### EXERCISE GOAL
Copy out every line of the rows below that contains the string "marker", matching its case exactly.

### PROVIDED INFORMATION

====

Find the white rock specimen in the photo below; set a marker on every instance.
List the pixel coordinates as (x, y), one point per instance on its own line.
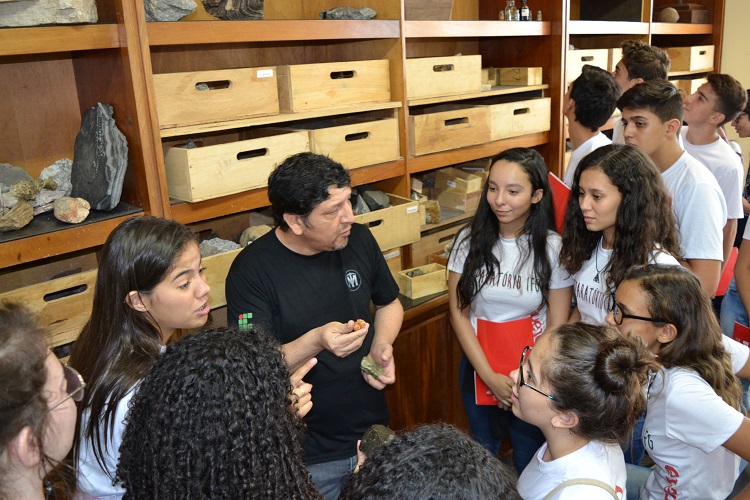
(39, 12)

====

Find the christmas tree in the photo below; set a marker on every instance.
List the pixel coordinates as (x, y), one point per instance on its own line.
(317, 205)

====

### ANSWER TO THE PROBLEM
Find the white rock specimen in the photo below; set a marker on every instance.
Find the christmas tree in the photo below; set a marker on every instance.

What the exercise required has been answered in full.